* **What is needed**
Leave out any pictures and transcribe all other data below exactly.

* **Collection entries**
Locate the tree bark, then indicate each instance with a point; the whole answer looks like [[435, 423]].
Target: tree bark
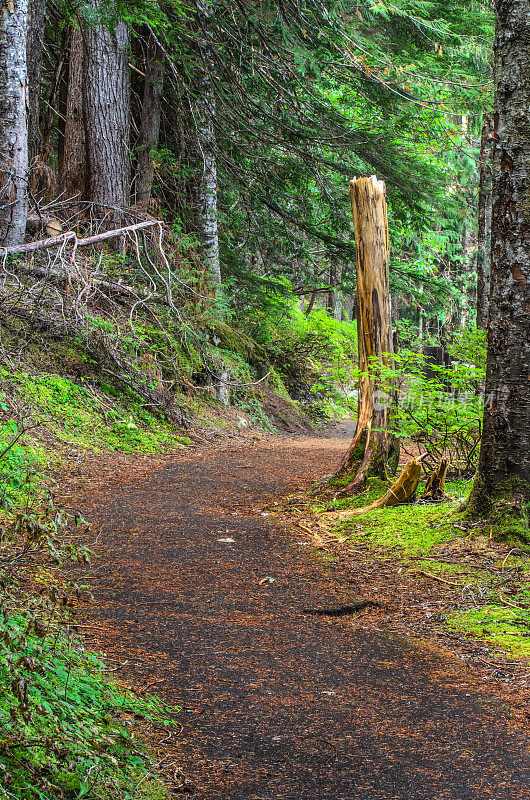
[[107, 115], [73, 177], [205, 100], [484, 225], [504, 464], [374, 450], [35, 43], [334, 297], [150, 121], [13, 122]]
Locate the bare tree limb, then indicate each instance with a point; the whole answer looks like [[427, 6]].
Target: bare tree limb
[[70, 236]]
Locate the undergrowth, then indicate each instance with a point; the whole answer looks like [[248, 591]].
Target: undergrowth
[[65, 727]]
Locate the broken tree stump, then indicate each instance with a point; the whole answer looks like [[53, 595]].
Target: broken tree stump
[[374, 450]]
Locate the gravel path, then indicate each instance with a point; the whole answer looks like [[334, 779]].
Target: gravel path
[[278, 705]]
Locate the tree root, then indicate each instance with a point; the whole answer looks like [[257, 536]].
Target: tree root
[[402, 491]]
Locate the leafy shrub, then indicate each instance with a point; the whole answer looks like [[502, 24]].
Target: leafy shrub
[[441, 415], [62, 728]]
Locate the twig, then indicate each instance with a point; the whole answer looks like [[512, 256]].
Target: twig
[[435, 577]]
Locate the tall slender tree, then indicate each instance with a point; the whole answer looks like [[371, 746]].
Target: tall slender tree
[[150, 121], [35, 43], [107, 112], [13, 122], [504, 464], [206, 140], [73, 176], [484, 224]]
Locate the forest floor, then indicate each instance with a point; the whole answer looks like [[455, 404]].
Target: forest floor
[[200, 597]]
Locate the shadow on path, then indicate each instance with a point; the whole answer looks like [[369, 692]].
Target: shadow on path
[[278, 705]]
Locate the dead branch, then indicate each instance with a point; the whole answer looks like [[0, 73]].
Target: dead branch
[[71, 237]]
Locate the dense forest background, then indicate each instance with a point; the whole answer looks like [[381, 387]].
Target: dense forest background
[[238, 124], [179, 266]]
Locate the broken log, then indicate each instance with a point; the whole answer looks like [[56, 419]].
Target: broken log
[[70, 237], [435, 486], [402, 491], [374, 450]]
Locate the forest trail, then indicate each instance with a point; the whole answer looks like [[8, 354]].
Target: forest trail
[[278, 705]]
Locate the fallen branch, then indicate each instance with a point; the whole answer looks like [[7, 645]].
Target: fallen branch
[[71, 236], [434, 577], [402, 491]]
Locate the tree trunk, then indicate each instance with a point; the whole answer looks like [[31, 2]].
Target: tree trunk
[[35, 42], [107, 115], [335, 298], [73, 177], [484, 225], [150, 122], [504, 464], [13, 123], [374, 450], [311, 303], [208, 216]]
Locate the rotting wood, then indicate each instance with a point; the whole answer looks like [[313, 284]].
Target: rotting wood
[[435, 486], [374, 450], [402, 491]]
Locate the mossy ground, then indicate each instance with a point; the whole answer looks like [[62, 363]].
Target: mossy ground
[[418, 534]]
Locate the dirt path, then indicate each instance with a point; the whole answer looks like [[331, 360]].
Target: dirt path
[[278, 705]]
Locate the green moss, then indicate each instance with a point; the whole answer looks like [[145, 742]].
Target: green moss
[[500, 625], [413, 530]]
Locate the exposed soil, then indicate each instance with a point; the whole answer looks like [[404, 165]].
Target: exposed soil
[[277, 703]]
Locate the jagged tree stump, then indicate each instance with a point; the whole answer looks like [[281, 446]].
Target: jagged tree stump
[[374, 450]]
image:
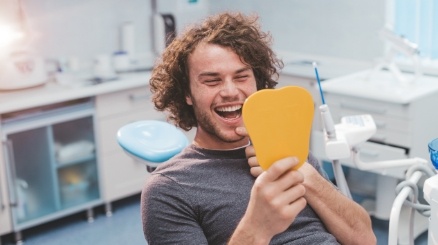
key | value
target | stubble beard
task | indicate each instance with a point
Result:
(206, 123)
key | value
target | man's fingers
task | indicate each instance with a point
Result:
(249, 151)
(241, 131)
(280, 167)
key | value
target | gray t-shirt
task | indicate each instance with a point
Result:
(199, 196)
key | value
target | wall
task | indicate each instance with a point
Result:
(86, 28)
(339, 28)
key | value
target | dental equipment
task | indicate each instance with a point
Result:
(341, 142)
(399, 45)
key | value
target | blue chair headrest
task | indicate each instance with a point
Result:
(152, 141)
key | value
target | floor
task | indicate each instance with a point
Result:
(123, 227)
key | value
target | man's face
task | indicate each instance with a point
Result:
(219, 84)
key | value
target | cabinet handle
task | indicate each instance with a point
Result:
(135, 98)
(10, 172)
(369, 153)
(363, 108)
(379, 137)
(380, 124)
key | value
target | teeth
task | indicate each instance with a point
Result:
(229, 108)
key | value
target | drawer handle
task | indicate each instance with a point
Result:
(363, 108)
(369, 153)
(380, 124)
(379, 137)
(135, 98)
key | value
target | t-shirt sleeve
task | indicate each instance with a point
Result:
(165, 203)
(315, 163)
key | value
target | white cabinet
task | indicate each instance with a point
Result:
(310, 85)
(50, 163)
(121, 175)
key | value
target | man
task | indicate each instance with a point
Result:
(215, 193)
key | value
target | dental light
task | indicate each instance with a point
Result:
(399, 45)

* **The completed task**
Locate the tree bark, then indicate each instance with a point; the whole answer looks like [[435, 423]].
Target: tree bark
[[107, 115], [73, 177], [205, 100], [484, 225], [504, 464], [374, 450], [35, 43], [334, 297], [150, 121], [13, 122]]
Locate the bare tree limb, then indicate each instance with a point; the whole answer looks like [[427, 6]].
Target: bare tree limb
[[70, 236]]
Locate the undergrowth, then indicate each instance with a point; the whole answer looks like [[248, 591]].
Target: undergrowth
[[65, 727]]
Locate the broken tree stump, then indicate each instance with a point; the whole answer looks like [[53, 595]].
Target: broken tree stump
[[374, 450]]
Locate the gravel path, then indicate each instance with a point; the whole answer looks like [[334, 779]].
Target: gravel path
[[278, 705]]
Locate the tree root, then indicate each instance with a point; the whole answer looks like [[257, 536]].
Target: tree root
[[402, 491]]
Locate the leafy shrub, then indicate each instance with a point; the whole answer looks like [[502, 24]].
Target: leafy shrub
[[441, 415], [62, 728]]
Locate the twig, then indicate each instance with a point; the whole answer looks like [[512, 256]].
Target: twig
[[435, 577]]
Locate the tall slender tree, then indicate each instance with a point; the whole answer looks like [[371, 746]].
Target: tall slender tree
[[150, 121], [35, 43], [107, 112], [13, 122], [504, 464], [206, 140], [73, 176], [484, 224]]
Locate the forest floor, then indicate each instance with a point; the whole answer looks like [[455, 404]].
Target: forest floor
[[200, 597]]
Locate the shadow on path, then indicate each instance with a point; the whole answer looks like [[369, 692]].
Target: shadow on path
[[278, 705]]
Locate the dead branch, then indicate each instance with a point; the whole answer looks like [[0, 73]].
Target: dead branch
[[71, 237]]
Locate the dense forest background, then indicate each instance with a point; the whole answer looks like [[381, 387]].
Target: dense forest background
[[238, 124], [179, 266]]
Locate the broken log, then indicate each instance with a point; the whole answer looks like [[56, 419]].
Target: broken log
[[70, 237], [435, 486], [402, 491], [374, 450]]
Locate the forest trail, then indicate each instance with a point; the whole answer looks like [[8, 354]].
Target: forest trail
[[278, 705]]
Locate the fallen branch, then indicate each instance with a point; the whole answer looks like [[7, 645]].
Target: fallen branch
[[71, 236], [434, 577], [402, 491]]
Locate the tree trunk, then indicate each instance with a point; the whole answer looks like [[31, 2]].
Target: tree trunk
[[35, 42], [107, 115], [335, 298], [73, 177], [484, 225], [150, 122], [504, 464], [13, 123], [374, 450], [311, 303], [208, 216]]
Locate the rotting wood, then indicate each instance with a point; the whole answer looks like [[313, 284]].
Target: rotting wood
[[435, 486], [374, 450], [402, 491]]
Locate the mossy ground, then indicate each instance with a point; the whole answer looks like [[62, 363]].
Target: mossy ground
[[418, 534]]
Locate the dirt path, then indicate each instance with a point; the whole answer looks like [[331, 360]].
Target: dirt path
[[278, 705]]
Locate the green moss, then indicate each instance with a point; the whole answer looks like [[145, 742]].
Target: green moss
[[500, 625], [413, 530]]
Locate the exposed soil, then indicate each instance with a point; the whole answer looks like [[404, 165]].
Target: exposed soil
[[277, 703]]
Locate the jagged tree stump, then indicate each instance with a point; the whole answer looks like [[281, 446]].
Target: jagged tree stump
[[374, 450]]
image:
key | value
target | stubble beard
task | indicate each instance with a point
Result:
(206, 123)
key | value
target | man's fingers
task | indicate each instance with a point
Result:
(249, 151)
(241, 131)
(280, 167)
key | value
target | gray t-shirt
task | indicate each instance with a point
Result:
(199, 196)
key | value
target | wall
task | indicate each instance with a point
Result:
(86, 28)
(339, 28)
key | value
target | dental equipment
task | indicate each instance with a point
Result:
(341, 142)
(399, 45)
key | value
target | blue chair headrest
task | indicate each instance with a point
Result:
(152, 141)
key | value
target | floor
task | indicate each instance with a point
Result:
(123, 227)
key | value
target | man's face
task | indicate each instance with a point
Result:
(219, 84)
key | value
target | cabinet handle
task | indicate each instance with a point
Result:
(135, 98)
(10, 172)
(369, 153)
(363, 108)
(379, 137)
(380, 124)
key | value
target | teeth
task | indicate each instance with a point
Result:
(229, 108)
key | value
target | drawer handle
task | indicate each instance with a point
Result:
(363, 108)
(369, 153)
(380, 124)
(379, 137)
(135, 98)
key | value
target | t-shirt sleeve
task | indicate each instance with a point
Result:
(165, 203)
(315, 163)
key | value
target | white cabinet
task | indicate each instance with a point
Result:
(310, 85)
(50, 163)
(121, 175)
key | value
target | man
task | indicate each instance with a point
Result:
(215, 193)
key | value
target | dental light
task | indicate each instance with a point
Result:
(399, 45)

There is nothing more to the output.